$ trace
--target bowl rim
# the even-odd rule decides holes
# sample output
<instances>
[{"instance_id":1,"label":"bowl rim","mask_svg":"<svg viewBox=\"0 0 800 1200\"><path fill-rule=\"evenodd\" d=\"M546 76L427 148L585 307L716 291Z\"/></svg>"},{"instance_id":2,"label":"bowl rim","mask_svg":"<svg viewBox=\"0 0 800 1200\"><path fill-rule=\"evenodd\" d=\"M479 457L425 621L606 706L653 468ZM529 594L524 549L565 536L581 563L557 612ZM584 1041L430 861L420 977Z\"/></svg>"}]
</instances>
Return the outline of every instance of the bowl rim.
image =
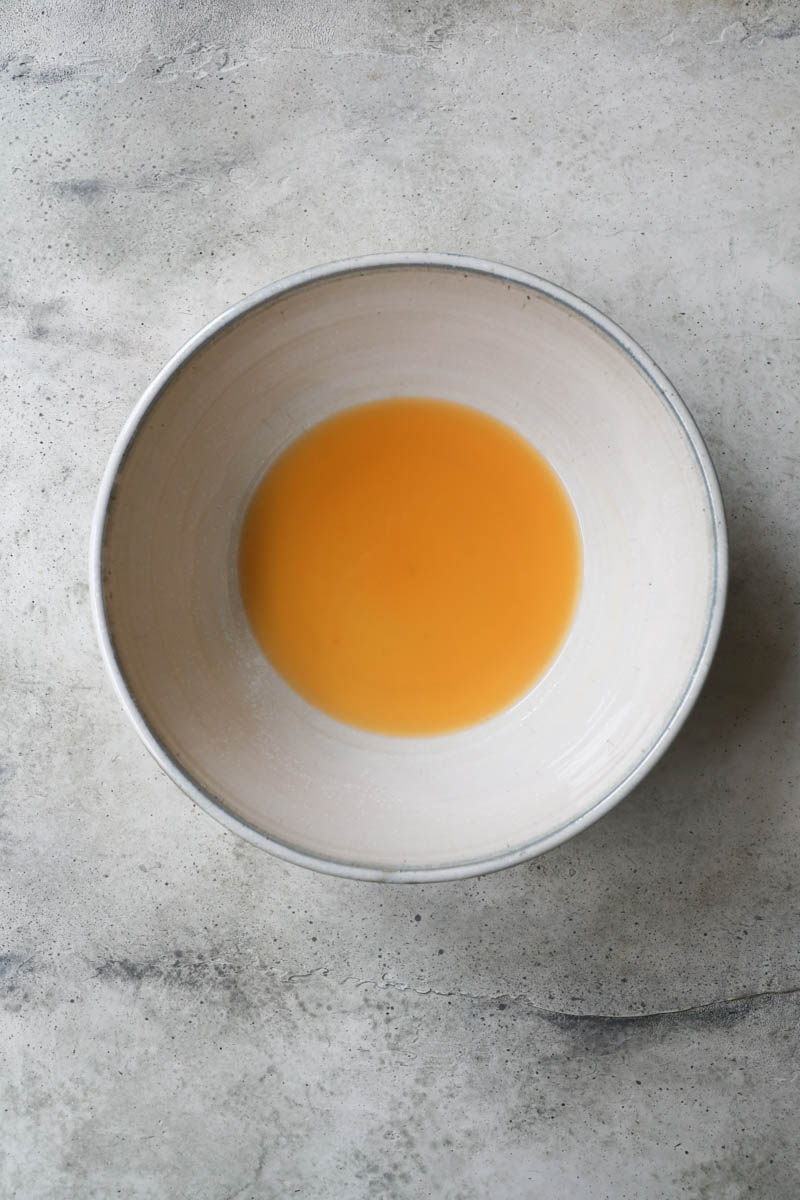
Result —
<instances>
[{"instance_id":1,"label":"bowl rim","mask_svg":"<svg viewBox=\"0 0 800 1200\"><path fill-rule=\"evenodd\" d=\"M351 863L340 859L325 858L322 855L302 850L299 847L272 838L237 816L219 797L201 787L197 780L176 761L166 746L162 744L156 731L145 720L136 699L127 685L111 638L103 595L102 575L103 549L109 503L119 470L127 457L128 450L133 444L146 414L157 402L173 376L177 374L189 359L222 330L233 325L254 309L273 301L278 296L286 296L308 284L316 283L323 279L333 279L337 276L349 275L354 272L362 273L393 267L412 267L416 269L426 267L436 269L446 268L473 275L490 276L509 284L521 286L528 291L535 291L539 295L567 308L573 314L588 321L589 324L614 342L660 394L673 417L682 428L694 452L708 496L713 538L714 574L708 622L701 650L686 681L683 693L678 698L672 715L650 748L641 755L636 766L627 772L623 779L616 783L610 791L595 801L585 812L577 817L572 817L546 836L535 838L522 846L491 855L488 858L474 859L449 865L444 864L441 866L387 869L365 866L360 863ZM284 276L245 296L236 304L231 305L231 307L227 308L212 321L209 321L208 324L189 338L144 390L117 438L100 484L92 519L89 547L91 607L101 655L114 690L122 703L122 707L147 750L162 770L199 808L209 813L231 832L239 834L263 850L268 850L278 858L294 863L296 866L309 867L328 875L384 883L437 883L452 879L466 879L514 866L537 857L539 854L560 845L561 842L586 829L613 808L614 805L619 803L624 796L627 796L655 766L674 741L700 693L719 640L725 609L727 578L728 542L725 512L719 481L711 457L694 418L683 400L681 400L663 371L661 371L641 346L621 329L616 322L605 316L604 313L600 312L593 305L588 304L585 300L580 299L580 297L575 296L565 288L531 274L528 271L468 255L430 253L427 251L372 254L347 258Z\"/></svg>"}]
</instances>

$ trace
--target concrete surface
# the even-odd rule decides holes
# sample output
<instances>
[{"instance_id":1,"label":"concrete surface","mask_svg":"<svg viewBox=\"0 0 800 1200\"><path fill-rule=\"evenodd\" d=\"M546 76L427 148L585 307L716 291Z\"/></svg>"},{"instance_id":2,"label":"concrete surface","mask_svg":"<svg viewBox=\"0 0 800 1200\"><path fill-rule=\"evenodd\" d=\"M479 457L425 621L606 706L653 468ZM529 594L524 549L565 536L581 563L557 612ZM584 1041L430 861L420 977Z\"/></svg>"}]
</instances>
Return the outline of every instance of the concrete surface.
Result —
<instances>
[{"instance_id":1,"label":"concrete surface","mask_svg":"<svg viewBox=\"0 0 800 1200\"><path fill-rule=\"evenodd\" d=\"M769 0L0 16L0 1195L800 1194L797 124ZM391 889L192 810L100 666L122 421L295 268L462 250L585 296L719 467L729 619L652 777L528 866Z\"/></svg>"}]
</instances>

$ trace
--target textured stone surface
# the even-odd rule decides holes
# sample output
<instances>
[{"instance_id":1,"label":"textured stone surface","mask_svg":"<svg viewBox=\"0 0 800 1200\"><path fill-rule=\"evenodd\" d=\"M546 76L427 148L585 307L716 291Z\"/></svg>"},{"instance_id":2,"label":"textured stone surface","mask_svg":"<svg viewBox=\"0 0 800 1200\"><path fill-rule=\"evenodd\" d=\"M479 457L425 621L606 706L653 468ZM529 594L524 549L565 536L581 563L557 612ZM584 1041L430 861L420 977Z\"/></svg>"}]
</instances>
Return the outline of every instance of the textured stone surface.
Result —
<instances>
[{"instance_id":1,"label":"textured stone surface","mask_svg":"<svg viewBox=\"0 0 800 1200\"><path fill-rule=\"evenodd\" d=\"M767 0L11 0L3 14L0 1195L800 1193L800 21ZM122 421L299 267L461 250L626 327L730 519L709 684L544 858L422 888L224 833L102 675ZM744 998L742 998L744 997Z\"/></svg>"}]
</instances>

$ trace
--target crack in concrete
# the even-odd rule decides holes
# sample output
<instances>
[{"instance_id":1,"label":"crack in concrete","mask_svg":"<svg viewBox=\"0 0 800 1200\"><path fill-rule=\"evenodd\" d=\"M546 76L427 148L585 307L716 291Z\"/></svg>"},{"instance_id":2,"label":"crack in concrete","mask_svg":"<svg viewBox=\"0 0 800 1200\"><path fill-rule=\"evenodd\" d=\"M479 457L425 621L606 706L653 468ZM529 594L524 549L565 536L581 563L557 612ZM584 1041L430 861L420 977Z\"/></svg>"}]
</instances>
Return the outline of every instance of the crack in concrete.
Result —
<instances>
[{"instance_id":1,"label":"crack in concrete","mask_svg":"<svg viewBox=\"0 0 800 1200\"><path fill-rule=\"evenodd\" d=\"M34 956L24 958L22 955L0 955L0 978L4 983L3 990L11 993L16 988L17 974L33 971L30 966ZM800 983L785 988L766 988L761 991L737 992L731 996L723 996L702 1004L691 1004L675 1008L649 1009L643 1012L576 1012L567 1009L548 1008L537 1004L528 992L469 992L459 988L445 990L437 987L418 987L410 983L399 983L383 976L380 979L360 978L354 975L340 977L333 967L322 964L308 971L282 972L270 968L263 963L246 964L242 969L241 963L221 958L177 958L136 961L125 958L111 958L103 963L93 963L96 979L116 983L127 982L141 984L144 982L161 981L181 984L186 987L208 987L217 985L221 989L233 990L238 993L243 980L248 973L257 977L267 976L277 984L291 985L321 976L336 987L352 987L353 989L373 988L380 991L410 993L423 998L441 1000L472 1001L476 1004L496 1004L504 1009L509 1005L524 1006L534 1017L562 1025L585 1025L594 1022L598 1025L632 1025L643 1022L655 1022L670 1018L709 1018L729 1016L744 1016L747 1006L780 997L800 995Z\"/></svg>"},{"instance_id":2,"label":"crack in concrete","mask_svg":"<svg viewBox=\"0 0 800 1200\"><path fill-rule=\"evenodd\" d=\"M562 1009L544 1008L537 1005L525 992L461 992L458 990L445 992L438 988L417 988L411 984L393 983L391 980L346 978L339 981L342 985L354 982L356 987L376 987L388 991L413 992L417 996L437 996L443 999L474 1000L478 1003L525 1004L535 1016L545 1020L565 1021L654 1021L660 1017L691 1016L706 1013L712 1009L721 1009L732 1005L749 1004L756 1000L772 999L778 996L795 996L800 994L800 985L788 988L776 988L760 992L742 992L735 996L724 996L721 999L709 1000L704 1004L692 1004L684 1008L662 1008L641 1013L582 1013L568 1012Z\"/></svg>"}]
</instances>

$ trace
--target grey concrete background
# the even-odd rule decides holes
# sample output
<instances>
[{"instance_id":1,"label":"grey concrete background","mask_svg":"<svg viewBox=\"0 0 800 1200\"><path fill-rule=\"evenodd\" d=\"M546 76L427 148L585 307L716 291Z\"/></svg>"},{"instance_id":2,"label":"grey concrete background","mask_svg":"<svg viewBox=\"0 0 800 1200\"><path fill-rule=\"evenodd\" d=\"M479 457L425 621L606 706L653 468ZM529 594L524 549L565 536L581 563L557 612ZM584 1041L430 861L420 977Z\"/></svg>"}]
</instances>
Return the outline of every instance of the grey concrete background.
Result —
<instances>
[{"instance_id":1,"label":"grey concrete background","mask_svg":"<svg viewBox=\"0 0 800 1200\"><path fill-rule=\"evenodd\" d=\"M797 5L7 0L0 28L0 1195L794 1200ZM274 861L160 775L86 557L190 333L420 248L543 274L654 355L732 586L633 796L530 865L393 889Z\"/></svg>"}]
</instances>

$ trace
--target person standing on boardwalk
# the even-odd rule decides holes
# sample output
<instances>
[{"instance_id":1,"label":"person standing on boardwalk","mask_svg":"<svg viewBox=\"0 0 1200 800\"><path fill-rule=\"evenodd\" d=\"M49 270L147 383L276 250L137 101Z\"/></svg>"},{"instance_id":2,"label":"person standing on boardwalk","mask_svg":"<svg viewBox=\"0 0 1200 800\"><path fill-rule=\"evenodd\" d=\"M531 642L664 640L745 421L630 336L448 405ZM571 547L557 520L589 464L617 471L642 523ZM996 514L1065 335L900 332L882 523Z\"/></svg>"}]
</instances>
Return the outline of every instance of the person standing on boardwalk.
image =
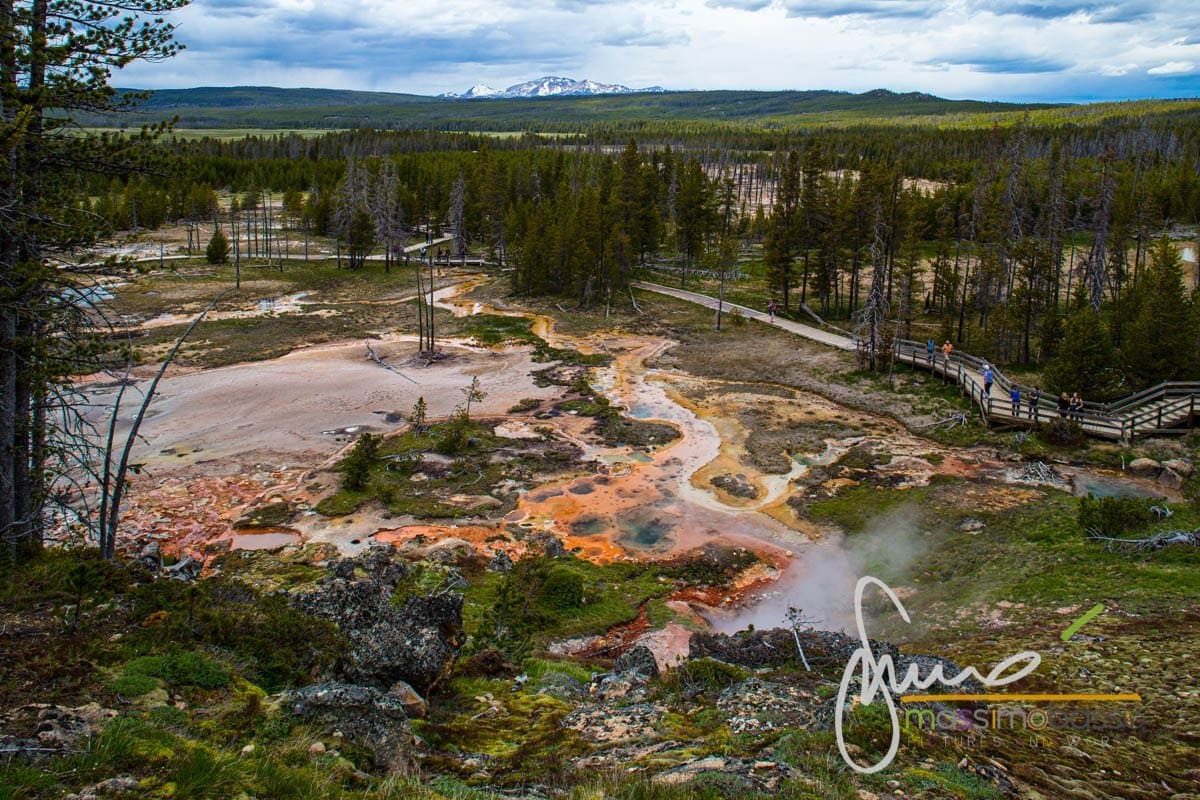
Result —
<instances>
[{"instance_id":1,"label":"person standing on boardwalk","mask_svg":"<svg viewBox=\"0 0 1200 800\"><path fill-rule=\"evenodd\" d=\"M767 313L771 315L771 324L775 324L775 298L771 298L771 302L767 303Z\"/></svg>"},{"instance_id":2,"label":"person standing on boardwalk","mask_svg":"<svg viewBox=\"0 0 1200 800\"><path fill-rule=\"evenodd\" d=\"M1067 397L1067 393L1063 392L1058 397L1058 416L1059 419L1066 419L1071 413L1071 400Z\"/></svg>"},{"instance_id":3,"label":"person standing on boardwalk","mask_svg":"<svg viewBox=\"0 0 1200 800\"><path fill-rule=\"evenodd\" d=\"M1038 401L1042 399L1042 387L1034 386L1033 391L1029 393L1029 418L1034 422L1038 421Z\"/></svg>"},{"instance_id":4,"label":"person standing on boardwalk","mask_svg":"<svg viewBox=\"0 0 1200 800\"><path fill-rule=\"evenodd\" d=\"M992 379L996 376L992 374L992 368L987 364L983 365L983 396L992 396Z\"/></svg>"},{"instance_id":5,"label":"person standing on boardwalk","mask_svg":"<svg viewBox=\"0 0 1200 800\"><path fill-rule=\"evenodd\" d=\"M944 345L942 345L942 358L946 362L945 366L942 368L942 383L943 384L946 383L946 379L950 375L950 354L953 352L954 352L954 345L950 344L950 340L947 339L946 343Z\"/></svg>"},{"instance_id":6,"label":"person standing on boardwalk","mask_svg":"<svg viewBox=\"0 0 1200 800\"><path fill-rule=\"evenodd\" d=\"M1079 392L1071 395L1071 419L1076 422L1083 421L1083 398L1079 396Z\"/></svg>"},{"instance_id":7,"label":"person standing on boardwalk","mask_svg":"<svg viewBox=\"0 0 1200 800\"><path fill-rule=\"evenodd\" d=\"M930 336L925 340L925 358L929 361L929 365L933 366L933 337Z\"/></svg>"},{"instance_id":8,"label":"person standing on boardwalk","mask_svg":"<svg viewBox=\"0 0 1200 800\"><path fill-rule=\"evenodd\" d=\"M1014 385L1012 387L1012 391L1008 393L1008 397L1010 400L1012 400L1013 416L1021 416L1021 390Z\"/></svg>"}]
</instances>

Description of the task:
Look through the records and copy down every line that holds "Return".

Result below:
Return the outline of every instance of the bowl rim.
Return the outline of every instance of the concrete surface.
Return the outline of every instance of the textured stone surface.
Return the outline of every instance of the crack in concrete.
Return the outline of every instance of the grey concrete background.
Return the outline of every instance of the person standing on boardwalk.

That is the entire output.